[[ Record excerpts open ]]

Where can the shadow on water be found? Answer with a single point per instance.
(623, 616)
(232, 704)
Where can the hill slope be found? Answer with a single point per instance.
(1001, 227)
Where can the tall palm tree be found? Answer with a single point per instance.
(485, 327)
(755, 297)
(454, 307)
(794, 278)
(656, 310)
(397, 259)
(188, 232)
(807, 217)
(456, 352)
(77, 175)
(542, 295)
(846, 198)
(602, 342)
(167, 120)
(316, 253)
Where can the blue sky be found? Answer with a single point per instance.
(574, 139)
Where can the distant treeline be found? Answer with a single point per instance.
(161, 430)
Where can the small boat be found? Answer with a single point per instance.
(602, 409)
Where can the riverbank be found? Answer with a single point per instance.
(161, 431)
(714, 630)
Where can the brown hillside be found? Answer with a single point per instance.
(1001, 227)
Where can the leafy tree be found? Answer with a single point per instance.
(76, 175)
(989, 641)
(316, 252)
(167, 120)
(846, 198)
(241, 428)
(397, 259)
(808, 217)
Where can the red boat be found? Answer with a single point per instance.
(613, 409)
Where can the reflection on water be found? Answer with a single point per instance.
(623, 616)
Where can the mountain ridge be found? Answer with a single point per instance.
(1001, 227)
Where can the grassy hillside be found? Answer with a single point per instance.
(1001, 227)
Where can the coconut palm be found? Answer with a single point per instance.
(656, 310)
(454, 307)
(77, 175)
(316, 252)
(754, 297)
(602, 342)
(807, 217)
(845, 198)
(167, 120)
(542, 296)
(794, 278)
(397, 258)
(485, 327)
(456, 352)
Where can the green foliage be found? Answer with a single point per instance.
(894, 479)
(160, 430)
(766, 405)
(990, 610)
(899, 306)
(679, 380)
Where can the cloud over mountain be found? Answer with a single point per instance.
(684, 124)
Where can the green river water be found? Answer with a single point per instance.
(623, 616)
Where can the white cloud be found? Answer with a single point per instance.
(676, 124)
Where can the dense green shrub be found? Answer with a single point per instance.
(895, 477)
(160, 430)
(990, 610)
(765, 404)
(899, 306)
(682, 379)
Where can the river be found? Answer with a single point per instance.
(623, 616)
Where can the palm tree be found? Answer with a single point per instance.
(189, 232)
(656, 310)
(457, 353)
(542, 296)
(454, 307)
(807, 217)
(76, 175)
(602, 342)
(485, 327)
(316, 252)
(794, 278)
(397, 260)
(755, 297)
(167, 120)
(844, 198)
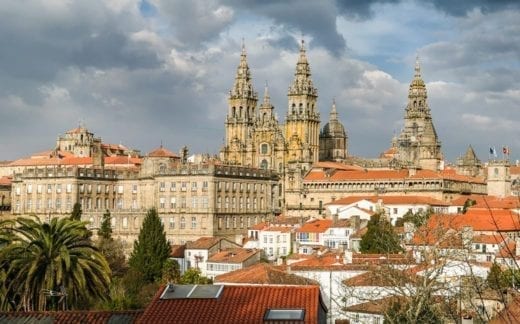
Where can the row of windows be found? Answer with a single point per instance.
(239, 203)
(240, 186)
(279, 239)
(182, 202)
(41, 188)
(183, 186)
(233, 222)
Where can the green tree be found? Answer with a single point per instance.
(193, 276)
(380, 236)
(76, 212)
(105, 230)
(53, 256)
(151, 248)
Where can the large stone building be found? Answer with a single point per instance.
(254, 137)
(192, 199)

[[ Record excerpts closed ]]
[[ Record excerpts open ]]

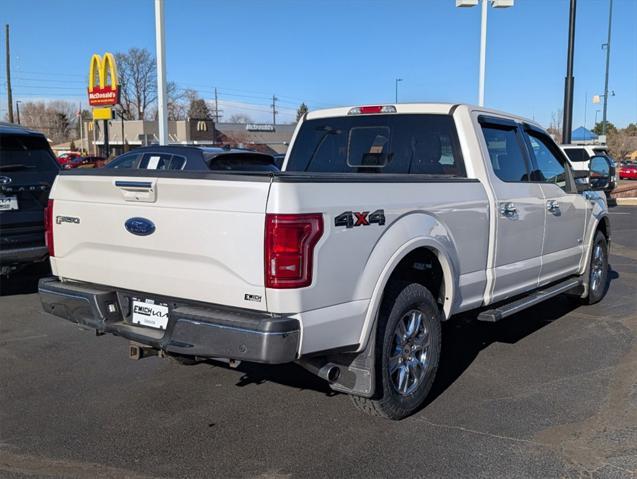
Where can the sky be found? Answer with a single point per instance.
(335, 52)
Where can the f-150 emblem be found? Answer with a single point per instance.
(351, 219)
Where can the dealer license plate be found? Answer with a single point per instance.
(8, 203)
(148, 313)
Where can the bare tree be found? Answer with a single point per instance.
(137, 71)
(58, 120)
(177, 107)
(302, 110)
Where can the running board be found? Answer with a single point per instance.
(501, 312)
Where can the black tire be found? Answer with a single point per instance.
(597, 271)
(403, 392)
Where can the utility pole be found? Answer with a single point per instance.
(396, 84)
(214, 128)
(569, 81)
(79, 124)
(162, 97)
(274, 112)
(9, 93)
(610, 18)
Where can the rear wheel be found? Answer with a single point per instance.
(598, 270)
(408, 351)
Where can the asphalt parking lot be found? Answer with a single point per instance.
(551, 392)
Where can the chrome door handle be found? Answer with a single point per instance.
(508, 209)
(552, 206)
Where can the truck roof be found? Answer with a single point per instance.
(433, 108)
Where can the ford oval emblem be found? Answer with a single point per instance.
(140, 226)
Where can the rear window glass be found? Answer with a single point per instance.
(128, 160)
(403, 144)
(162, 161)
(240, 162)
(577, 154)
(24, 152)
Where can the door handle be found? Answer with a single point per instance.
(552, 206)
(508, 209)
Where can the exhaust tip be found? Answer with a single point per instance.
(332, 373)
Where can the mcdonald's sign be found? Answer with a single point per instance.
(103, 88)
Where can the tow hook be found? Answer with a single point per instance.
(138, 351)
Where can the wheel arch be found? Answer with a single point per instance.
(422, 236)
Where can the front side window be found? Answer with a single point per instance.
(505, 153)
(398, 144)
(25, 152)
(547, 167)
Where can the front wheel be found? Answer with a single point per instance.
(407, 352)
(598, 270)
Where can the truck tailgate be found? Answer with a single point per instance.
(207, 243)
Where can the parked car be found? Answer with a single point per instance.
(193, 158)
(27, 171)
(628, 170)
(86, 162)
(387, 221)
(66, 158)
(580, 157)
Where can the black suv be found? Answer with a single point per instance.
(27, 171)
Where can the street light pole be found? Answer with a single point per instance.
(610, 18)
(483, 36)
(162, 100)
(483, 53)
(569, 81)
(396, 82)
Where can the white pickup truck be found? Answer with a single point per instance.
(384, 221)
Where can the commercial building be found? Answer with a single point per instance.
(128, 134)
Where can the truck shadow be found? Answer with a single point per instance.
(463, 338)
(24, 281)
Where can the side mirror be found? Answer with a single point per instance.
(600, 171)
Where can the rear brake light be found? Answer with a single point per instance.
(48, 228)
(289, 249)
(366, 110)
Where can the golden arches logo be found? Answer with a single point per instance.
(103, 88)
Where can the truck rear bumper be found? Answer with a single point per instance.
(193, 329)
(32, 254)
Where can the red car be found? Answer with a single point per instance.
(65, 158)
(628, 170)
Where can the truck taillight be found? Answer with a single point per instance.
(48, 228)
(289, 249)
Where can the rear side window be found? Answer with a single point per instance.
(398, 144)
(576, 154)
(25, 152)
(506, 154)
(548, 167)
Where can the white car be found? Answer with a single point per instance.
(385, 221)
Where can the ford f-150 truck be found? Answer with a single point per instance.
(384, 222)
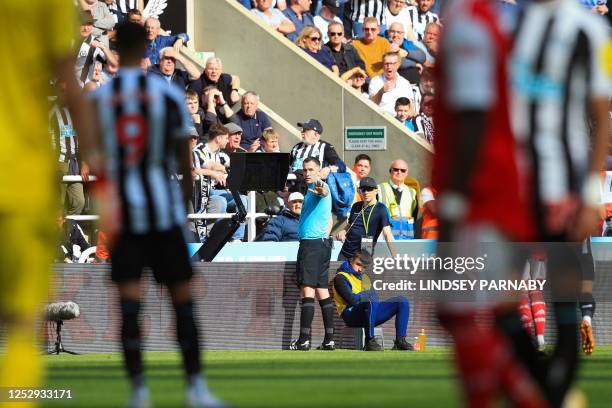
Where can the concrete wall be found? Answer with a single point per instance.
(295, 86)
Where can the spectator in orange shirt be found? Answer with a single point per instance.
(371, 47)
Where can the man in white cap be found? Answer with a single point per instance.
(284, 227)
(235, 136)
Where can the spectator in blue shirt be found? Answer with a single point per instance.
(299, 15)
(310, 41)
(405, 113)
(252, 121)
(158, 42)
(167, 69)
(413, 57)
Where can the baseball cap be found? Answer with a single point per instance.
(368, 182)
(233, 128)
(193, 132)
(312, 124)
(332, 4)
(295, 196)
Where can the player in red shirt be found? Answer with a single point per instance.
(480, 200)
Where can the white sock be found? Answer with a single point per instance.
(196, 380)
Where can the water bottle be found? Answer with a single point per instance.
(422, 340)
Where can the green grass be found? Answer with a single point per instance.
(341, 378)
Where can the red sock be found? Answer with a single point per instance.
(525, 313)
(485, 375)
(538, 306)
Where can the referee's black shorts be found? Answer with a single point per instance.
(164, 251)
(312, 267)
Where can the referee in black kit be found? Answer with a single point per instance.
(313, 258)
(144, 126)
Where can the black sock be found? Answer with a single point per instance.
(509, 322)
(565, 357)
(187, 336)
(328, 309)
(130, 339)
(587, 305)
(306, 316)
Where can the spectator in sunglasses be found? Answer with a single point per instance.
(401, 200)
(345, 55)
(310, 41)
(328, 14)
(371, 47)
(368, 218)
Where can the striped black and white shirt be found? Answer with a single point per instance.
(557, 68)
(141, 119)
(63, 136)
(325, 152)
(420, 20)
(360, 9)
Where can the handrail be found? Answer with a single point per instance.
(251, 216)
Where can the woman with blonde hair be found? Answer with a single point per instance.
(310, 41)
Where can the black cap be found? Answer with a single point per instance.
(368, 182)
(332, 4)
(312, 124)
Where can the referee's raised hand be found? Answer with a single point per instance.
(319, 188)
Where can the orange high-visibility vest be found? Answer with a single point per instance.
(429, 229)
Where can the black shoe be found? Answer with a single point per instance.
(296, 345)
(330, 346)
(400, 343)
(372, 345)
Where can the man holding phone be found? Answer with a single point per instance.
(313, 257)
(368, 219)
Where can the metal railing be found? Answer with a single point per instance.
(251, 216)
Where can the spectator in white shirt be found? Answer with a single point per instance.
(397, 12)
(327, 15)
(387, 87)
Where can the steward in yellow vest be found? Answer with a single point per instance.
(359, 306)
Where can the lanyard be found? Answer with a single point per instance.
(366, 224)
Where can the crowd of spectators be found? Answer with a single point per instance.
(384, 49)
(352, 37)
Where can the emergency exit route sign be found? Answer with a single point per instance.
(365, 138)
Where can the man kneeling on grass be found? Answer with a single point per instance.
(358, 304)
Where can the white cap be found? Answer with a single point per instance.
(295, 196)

[[ Record excerpts closed ]]
[[ Record excerpts open ]]

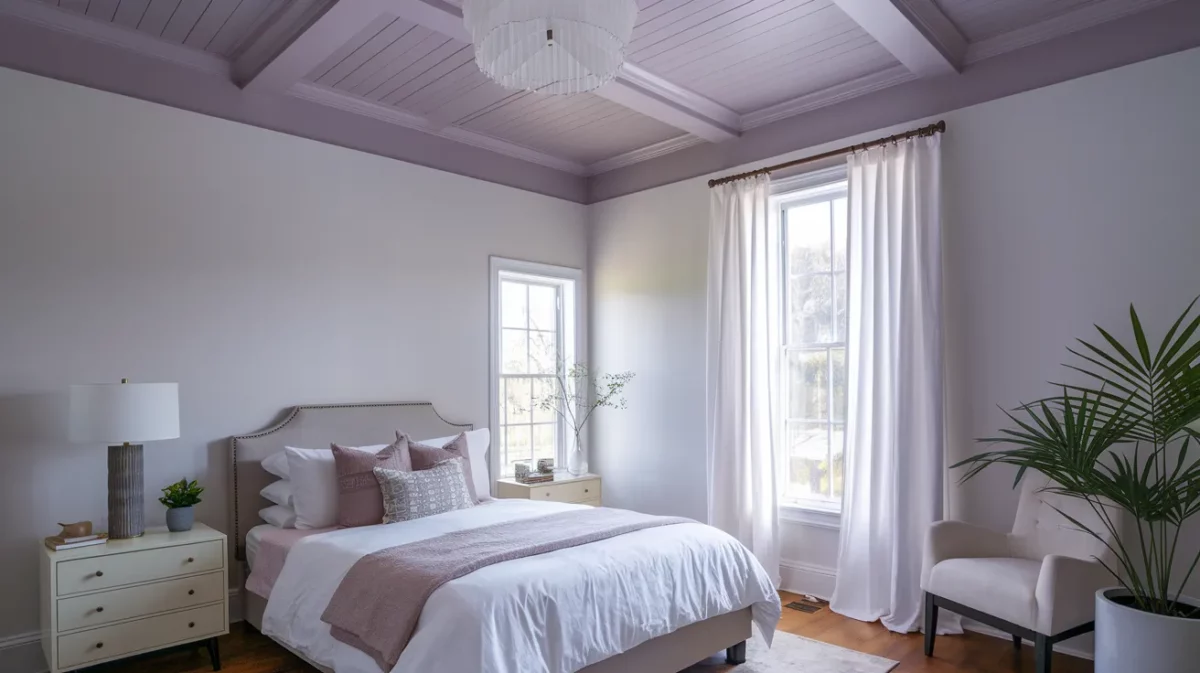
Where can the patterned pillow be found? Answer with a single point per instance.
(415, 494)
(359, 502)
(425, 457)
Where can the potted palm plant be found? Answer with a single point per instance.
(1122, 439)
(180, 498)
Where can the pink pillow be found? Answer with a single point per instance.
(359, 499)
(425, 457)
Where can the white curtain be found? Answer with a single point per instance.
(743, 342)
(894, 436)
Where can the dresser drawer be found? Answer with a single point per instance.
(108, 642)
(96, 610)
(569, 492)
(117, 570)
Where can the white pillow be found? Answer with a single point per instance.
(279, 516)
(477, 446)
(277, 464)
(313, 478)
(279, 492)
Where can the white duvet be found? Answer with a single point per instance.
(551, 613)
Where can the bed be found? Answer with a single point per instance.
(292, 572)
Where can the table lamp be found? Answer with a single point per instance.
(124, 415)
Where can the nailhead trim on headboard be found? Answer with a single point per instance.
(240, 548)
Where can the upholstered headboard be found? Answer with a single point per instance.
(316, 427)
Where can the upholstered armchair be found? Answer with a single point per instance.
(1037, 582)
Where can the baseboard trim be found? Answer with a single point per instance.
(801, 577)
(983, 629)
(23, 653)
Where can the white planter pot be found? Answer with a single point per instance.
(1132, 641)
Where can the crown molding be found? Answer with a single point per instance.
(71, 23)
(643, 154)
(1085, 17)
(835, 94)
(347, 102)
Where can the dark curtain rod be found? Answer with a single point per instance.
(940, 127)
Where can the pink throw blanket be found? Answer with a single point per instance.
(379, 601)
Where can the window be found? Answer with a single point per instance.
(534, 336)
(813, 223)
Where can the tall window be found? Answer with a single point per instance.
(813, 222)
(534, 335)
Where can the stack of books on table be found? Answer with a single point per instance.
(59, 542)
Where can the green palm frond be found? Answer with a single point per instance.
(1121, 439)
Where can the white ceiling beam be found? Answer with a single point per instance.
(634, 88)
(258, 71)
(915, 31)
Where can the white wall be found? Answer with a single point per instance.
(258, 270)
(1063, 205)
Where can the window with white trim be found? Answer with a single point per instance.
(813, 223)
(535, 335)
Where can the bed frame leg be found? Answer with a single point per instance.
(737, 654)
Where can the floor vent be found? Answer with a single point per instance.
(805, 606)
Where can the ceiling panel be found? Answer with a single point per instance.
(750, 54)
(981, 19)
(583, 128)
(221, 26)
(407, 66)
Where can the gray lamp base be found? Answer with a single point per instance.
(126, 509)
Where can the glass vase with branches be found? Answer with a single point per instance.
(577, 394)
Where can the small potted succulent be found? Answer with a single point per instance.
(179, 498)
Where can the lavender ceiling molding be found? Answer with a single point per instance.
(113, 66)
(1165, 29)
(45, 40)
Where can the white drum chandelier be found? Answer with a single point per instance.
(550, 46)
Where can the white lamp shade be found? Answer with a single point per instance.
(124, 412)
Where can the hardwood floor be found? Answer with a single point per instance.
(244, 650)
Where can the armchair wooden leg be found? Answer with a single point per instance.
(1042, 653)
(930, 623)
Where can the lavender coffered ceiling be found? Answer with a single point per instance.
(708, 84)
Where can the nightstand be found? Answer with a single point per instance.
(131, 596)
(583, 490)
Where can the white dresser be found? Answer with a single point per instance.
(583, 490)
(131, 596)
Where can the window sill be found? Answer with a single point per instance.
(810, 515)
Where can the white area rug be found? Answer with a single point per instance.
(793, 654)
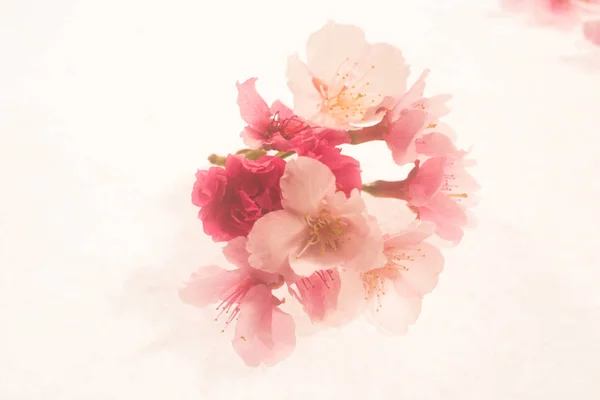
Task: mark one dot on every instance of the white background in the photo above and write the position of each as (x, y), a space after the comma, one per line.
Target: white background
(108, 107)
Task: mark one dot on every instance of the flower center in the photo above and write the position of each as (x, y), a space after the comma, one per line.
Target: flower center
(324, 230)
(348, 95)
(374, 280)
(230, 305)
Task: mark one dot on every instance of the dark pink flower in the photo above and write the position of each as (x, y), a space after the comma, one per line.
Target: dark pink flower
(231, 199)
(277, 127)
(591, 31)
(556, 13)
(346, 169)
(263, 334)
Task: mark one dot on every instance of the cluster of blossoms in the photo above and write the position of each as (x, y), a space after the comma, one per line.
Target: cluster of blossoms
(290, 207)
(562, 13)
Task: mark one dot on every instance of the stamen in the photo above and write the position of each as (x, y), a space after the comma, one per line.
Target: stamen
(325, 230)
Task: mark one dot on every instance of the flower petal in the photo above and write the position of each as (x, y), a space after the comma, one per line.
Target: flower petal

[[ Record excerpts closed ]]

- What you will do -
Report all lines above with "petal".

- Your solution -
Task: mark one dot on every instance of the flower petal in the photo above and write the position of each as (x, y), a space after the comma, one per line.
Target: flower petal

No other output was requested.